(Excerpt provided)

2 Maine senators, both vaccinated, test positive for COVID
PORTLAND, Maine (AP) — Two of the top ranking Democratic members of the Maine Senate have tested positive for COVID-19 despite being fully vaccinated.
Maine Senate President Troy Jackson tested positive for coronavirus, becoming the highest-ranking official in state government to contract the virus. Senate Major Leader Eloise Vitelli also said she had received a positive test.
Jackson said he is isolating after testing positive in Augusta. He said he is not experiencing symptoms but decided to undergo a rapid test after learning a close contact had the virus.
“While breakthrough COVID-19 infections are far more rare, we know that they are possible. More and more breakthrough infections continue to be reported all across the state and country due to the highly contagious delta variant,” Jackson, D-Allagash, said Tuesday evening in a statement.

(End Excerpt provided)
(Record set)

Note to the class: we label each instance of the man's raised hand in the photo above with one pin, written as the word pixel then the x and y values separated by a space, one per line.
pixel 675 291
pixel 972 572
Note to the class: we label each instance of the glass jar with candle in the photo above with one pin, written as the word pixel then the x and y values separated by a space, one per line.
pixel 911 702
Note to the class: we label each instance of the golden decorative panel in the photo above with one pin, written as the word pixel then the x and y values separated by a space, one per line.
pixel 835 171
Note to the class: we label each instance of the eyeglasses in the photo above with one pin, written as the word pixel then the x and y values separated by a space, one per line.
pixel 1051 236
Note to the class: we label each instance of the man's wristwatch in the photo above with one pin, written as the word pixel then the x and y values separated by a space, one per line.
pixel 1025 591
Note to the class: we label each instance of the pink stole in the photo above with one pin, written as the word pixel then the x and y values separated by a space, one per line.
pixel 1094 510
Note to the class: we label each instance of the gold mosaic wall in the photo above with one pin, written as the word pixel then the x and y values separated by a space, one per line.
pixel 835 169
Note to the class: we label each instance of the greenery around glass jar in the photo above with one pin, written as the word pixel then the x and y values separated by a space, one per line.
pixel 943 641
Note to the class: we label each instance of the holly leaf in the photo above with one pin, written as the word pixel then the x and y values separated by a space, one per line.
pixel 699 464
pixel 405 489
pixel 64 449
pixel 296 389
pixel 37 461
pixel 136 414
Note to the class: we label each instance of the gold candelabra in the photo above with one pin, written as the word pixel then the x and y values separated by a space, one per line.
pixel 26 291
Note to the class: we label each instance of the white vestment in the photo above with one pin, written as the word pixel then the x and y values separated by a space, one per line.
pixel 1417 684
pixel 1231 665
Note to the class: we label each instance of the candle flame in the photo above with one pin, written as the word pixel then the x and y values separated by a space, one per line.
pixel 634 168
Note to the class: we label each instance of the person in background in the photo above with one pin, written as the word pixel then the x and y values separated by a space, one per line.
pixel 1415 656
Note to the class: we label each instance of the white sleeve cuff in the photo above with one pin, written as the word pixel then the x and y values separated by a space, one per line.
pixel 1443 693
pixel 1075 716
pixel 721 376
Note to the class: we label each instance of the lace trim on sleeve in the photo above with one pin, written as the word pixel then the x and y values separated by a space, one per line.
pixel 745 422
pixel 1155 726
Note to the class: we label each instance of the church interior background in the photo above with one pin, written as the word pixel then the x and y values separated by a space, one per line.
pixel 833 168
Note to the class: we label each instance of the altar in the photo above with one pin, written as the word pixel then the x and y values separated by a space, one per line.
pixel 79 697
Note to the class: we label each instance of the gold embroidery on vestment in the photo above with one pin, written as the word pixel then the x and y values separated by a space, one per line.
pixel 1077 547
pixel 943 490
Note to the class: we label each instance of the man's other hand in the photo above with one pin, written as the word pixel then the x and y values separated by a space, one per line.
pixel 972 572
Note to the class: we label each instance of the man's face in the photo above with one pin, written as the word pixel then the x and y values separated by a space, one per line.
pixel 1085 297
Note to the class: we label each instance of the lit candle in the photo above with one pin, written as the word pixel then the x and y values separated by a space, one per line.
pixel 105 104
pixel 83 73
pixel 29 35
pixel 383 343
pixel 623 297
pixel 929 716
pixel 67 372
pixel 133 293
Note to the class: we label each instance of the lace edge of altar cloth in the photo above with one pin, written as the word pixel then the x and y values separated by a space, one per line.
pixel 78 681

(End Record set)

Echo the part of the news report on the two Maine senators starting at "Jackson said he" and ending at "in a statement.", word for word. The records were drawn from a separate source.

## [Solution for this task]
Jackson said he is isolating after testing positive in Augusta. He said he is not experiencing symptoms but decided to undergo a rapid test after learning a close contact had the virus.
“While breakthrough COVID-19 infections are far more rare, we know that they are possible. More and more breakthrough infections continue to be reported all across the state and country due to the highly contagious delta variant,” Jackson, D-Allagash, said Tuesday evening in a statement.